START Extracted material

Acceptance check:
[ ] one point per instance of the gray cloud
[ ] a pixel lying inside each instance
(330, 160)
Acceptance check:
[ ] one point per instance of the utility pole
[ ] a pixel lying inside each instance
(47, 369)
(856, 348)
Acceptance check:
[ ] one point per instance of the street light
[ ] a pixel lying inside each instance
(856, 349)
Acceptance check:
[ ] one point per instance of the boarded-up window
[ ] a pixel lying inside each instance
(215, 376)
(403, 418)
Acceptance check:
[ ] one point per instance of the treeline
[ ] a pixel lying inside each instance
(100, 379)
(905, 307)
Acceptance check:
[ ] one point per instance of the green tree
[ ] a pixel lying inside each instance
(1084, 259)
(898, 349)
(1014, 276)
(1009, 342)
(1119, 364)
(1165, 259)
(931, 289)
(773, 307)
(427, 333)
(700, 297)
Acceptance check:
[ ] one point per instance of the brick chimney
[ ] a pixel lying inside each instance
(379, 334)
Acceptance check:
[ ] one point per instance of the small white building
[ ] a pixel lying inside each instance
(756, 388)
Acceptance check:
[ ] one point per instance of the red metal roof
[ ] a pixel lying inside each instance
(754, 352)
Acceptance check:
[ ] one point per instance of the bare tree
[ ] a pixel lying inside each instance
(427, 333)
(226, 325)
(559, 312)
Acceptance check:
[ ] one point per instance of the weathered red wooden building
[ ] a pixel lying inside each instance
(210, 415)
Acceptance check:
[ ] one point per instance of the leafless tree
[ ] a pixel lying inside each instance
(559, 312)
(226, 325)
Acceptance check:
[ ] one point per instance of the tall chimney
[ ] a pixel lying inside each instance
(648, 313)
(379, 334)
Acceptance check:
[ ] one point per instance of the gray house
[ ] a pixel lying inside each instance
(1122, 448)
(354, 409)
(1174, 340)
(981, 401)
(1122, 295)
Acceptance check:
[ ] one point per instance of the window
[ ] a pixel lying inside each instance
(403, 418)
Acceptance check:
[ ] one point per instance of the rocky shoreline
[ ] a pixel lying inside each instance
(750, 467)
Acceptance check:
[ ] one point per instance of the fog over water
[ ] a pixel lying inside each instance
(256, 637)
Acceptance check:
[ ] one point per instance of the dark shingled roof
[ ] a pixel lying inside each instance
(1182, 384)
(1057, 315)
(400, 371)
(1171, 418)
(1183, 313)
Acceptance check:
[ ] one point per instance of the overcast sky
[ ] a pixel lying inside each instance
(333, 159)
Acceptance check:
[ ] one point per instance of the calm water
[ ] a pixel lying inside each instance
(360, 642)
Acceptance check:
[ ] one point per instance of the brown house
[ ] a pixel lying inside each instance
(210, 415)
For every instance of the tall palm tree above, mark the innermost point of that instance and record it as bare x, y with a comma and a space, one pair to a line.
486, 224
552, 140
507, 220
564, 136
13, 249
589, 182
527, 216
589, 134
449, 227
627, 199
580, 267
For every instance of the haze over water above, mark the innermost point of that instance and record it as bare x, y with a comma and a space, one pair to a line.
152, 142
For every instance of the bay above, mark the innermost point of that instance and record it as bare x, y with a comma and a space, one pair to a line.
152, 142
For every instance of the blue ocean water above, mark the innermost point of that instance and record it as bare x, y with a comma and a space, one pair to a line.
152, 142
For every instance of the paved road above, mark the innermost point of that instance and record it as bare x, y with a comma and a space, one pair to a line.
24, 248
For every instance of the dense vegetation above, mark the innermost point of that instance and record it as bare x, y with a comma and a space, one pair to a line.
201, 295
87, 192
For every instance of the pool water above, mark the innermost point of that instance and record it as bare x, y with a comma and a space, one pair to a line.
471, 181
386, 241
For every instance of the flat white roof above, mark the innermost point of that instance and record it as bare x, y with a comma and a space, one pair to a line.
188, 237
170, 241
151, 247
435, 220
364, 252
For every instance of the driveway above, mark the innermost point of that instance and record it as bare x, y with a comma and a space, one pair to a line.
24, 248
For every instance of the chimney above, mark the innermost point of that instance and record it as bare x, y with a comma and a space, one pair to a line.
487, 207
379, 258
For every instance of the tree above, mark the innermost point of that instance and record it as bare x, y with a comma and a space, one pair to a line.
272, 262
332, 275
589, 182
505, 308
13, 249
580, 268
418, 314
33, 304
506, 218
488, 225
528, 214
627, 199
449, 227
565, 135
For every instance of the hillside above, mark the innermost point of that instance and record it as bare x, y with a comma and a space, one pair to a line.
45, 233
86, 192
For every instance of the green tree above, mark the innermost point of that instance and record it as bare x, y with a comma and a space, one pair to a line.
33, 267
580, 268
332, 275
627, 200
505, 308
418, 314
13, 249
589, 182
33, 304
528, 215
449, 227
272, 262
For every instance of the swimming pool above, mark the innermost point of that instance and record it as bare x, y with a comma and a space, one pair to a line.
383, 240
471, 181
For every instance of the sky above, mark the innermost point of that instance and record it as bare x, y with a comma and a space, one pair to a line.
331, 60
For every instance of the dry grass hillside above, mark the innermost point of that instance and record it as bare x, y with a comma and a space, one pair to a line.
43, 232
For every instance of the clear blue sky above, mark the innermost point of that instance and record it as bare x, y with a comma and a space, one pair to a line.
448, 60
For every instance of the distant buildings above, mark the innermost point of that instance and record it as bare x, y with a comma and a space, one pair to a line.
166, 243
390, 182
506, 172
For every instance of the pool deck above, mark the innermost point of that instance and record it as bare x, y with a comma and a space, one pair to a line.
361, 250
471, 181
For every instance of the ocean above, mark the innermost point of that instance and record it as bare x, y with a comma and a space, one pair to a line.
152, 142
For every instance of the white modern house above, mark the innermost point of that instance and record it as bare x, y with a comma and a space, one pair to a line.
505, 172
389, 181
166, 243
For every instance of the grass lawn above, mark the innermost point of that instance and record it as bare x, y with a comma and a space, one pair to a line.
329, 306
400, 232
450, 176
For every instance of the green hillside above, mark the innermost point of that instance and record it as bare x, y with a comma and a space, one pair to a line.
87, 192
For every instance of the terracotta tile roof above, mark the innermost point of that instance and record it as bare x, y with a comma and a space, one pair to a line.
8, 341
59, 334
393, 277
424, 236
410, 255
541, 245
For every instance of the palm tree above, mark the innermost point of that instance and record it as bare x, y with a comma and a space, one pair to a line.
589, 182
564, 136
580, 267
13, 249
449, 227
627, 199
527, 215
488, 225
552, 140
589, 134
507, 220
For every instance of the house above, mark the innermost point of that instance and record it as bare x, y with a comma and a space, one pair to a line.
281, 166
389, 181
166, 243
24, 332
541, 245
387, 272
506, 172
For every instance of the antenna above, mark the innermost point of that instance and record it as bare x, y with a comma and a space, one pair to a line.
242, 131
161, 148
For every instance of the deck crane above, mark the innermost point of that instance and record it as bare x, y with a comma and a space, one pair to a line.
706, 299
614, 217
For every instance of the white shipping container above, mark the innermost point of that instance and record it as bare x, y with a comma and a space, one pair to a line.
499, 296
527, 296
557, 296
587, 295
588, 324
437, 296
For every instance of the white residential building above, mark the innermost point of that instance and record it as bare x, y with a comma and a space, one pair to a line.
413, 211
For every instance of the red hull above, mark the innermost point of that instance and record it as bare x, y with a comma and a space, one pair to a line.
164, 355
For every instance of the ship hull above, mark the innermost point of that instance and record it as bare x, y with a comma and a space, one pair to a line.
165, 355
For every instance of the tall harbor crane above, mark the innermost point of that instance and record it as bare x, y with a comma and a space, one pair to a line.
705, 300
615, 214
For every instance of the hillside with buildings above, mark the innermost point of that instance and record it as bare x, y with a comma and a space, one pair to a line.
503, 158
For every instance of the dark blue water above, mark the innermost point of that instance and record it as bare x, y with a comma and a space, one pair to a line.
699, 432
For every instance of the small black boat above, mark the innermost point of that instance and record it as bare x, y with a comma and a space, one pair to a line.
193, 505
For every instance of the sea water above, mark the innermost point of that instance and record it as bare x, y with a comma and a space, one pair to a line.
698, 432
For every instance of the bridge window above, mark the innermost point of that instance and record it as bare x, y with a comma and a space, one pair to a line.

END Extracted material

- Work order -
For every line in the listing above that mentions the word "gray", make a copy.

- Result below -
[ ] one point per instance of the gray cloud
[ ] one point per instance of the gray house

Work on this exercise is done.